Gather each line in the items below that contains the word "patch" and copy those lines in their original order.

Start of Dataset records

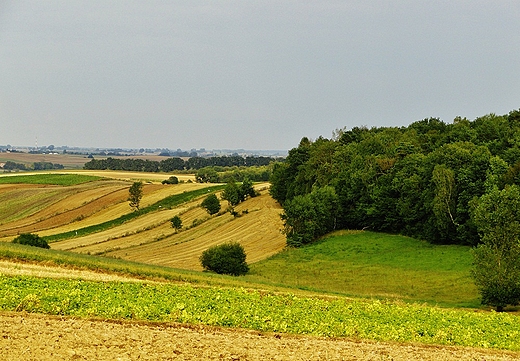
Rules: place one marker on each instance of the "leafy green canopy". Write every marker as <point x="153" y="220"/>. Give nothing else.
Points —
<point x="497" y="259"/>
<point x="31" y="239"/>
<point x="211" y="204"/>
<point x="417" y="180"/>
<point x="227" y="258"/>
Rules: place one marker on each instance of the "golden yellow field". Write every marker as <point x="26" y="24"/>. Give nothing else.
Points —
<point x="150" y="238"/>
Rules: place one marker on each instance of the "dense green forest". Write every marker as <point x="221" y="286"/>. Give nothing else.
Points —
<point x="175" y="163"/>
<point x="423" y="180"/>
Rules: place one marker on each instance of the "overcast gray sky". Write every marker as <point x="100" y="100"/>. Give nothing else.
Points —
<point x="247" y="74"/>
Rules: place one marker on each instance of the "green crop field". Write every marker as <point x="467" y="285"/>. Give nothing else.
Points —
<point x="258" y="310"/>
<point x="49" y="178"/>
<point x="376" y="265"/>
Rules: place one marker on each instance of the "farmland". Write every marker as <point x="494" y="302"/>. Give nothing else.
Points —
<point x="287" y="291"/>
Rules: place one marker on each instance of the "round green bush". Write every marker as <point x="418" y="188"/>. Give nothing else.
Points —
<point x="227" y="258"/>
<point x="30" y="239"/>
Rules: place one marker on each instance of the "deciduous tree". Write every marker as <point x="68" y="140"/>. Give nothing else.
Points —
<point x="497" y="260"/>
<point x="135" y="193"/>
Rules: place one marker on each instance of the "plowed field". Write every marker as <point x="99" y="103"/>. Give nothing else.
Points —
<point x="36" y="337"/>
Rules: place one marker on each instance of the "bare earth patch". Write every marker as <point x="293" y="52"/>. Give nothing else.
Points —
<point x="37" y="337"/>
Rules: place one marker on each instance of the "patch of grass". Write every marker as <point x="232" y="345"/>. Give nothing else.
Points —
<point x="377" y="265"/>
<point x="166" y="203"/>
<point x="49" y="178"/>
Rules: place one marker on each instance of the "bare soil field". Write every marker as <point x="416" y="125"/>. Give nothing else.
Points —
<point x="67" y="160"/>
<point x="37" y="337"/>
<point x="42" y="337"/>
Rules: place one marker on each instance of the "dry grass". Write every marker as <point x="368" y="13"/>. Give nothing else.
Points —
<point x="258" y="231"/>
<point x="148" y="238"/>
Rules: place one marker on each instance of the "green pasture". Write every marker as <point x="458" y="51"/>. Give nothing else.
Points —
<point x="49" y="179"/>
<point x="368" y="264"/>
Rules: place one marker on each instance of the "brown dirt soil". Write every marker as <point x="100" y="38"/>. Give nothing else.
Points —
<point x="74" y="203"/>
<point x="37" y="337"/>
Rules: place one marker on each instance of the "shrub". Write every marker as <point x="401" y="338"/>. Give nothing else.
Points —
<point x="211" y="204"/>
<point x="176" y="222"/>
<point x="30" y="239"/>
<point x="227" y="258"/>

End of Dataset records
Start of Dataset records

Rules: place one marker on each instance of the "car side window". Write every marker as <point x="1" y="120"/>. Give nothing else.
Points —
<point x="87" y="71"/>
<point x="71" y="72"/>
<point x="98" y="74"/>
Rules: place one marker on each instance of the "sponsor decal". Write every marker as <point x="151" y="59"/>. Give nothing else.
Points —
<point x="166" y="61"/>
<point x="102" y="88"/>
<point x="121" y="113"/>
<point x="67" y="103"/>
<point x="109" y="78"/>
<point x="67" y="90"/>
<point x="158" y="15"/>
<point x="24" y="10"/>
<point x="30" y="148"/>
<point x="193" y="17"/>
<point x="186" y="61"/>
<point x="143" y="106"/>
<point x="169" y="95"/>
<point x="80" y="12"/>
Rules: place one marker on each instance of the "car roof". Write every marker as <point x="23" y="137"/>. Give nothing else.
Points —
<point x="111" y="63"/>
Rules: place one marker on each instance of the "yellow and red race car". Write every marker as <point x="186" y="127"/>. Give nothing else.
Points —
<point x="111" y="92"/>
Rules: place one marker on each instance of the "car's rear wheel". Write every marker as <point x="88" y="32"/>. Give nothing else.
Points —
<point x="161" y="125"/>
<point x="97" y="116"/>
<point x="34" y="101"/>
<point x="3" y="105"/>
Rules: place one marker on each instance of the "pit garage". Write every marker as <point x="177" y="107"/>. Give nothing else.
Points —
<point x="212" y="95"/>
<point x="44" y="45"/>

End of Dataset records

Finished exercise:
Rules: place one marker on each instance of the "bare earth patch". Write every marker as <point x="293" y="52"/>. Give nothing else.
Rules: place one marker on each instance of the "patch of grass". Write every marker as <point x="232" y="345"/>. Give nothing else.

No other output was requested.